#### DATA LISTING ####
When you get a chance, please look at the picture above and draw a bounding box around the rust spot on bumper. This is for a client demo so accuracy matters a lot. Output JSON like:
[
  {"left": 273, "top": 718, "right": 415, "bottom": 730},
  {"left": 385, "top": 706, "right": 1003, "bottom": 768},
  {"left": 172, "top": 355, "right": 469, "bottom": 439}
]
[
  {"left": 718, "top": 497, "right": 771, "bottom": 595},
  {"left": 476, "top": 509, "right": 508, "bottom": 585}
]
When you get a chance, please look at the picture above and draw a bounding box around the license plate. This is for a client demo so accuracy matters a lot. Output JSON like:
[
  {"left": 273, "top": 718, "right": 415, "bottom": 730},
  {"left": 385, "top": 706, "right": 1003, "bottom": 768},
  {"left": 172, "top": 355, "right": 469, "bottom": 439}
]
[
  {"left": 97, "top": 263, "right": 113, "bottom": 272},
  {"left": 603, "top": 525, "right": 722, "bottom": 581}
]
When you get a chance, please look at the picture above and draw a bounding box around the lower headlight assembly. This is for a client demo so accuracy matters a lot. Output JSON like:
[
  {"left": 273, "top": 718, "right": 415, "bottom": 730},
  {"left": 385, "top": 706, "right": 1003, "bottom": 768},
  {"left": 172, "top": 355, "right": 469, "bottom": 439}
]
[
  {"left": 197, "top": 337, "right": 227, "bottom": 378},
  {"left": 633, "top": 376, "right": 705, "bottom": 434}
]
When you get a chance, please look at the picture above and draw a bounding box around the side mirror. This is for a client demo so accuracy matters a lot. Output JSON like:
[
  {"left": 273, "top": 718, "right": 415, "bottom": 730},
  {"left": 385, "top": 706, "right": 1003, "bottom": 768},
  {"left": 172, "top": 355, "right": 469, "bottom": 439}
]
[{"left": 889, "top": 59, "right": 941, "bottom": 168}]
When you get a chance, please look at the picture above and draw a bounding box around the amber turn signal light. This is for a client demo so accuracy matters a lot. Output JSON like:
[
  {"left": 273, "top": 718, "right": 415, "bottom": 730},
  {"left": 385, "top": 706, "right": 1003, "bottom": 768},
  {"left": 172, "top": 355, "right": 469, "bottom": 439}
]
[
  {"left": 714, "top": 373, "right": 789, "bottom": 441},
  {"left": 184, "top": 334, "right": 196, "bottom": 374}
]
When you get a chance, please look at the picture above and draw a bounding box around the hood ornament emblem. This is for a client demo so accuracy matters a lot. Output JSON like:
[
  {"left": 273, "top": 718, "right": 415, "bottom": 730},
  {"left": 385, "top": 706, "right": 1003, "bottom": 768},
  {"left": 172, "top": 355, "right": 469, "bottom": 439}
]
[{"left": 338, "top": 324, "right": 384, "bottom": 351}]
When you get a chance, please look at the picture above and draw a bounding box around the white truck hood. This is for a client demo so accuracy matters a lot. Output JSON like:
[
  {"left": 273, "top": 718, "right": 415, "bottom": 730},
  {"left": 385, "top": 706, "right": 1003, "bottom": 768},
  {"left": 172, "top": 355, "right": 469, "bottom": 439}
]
####
(EXERCISE): Once you have found every line in the listing that holds the string "like", copy each of them.

(EXPECTED ANSWER):
When you get a chance, please look at the picture above and draw a bounding box around the rust spot on bumper. This is for a client demo so accuracy matters a lot. Output JSON like:
When you get a chance, please look at the picture above and draw a bounding box around the license plate. This is for a client demo so accuracy matters a lot. Output JSON like:
When you get a chance, please look at the picture above and draw a bounding box around the lower headlight assembly. This is for a client demo so accuracy matters a lot. Output JSON like:
When you get a chance, please look at the picture above and draw a bounding box around the side mirror. This is for a client demo so accuracy matters a lot. Output JSON like:
When you get a chance, please look at the picture above and draw a bounding box around the amber turn signal light. This is for a client demo so accuracy matters a lot. Output JSON like:
When you get a chance, please look at the picture above and draw a bounding box around the hood ornament emblem. This is for a client demo so accuracy matters a lot. Output JSON like:
When you get a chance, please look at the picture above and draw a bounding box around the white truck hood. This is for a client demo so accuracy matters a lot. Output JSON like:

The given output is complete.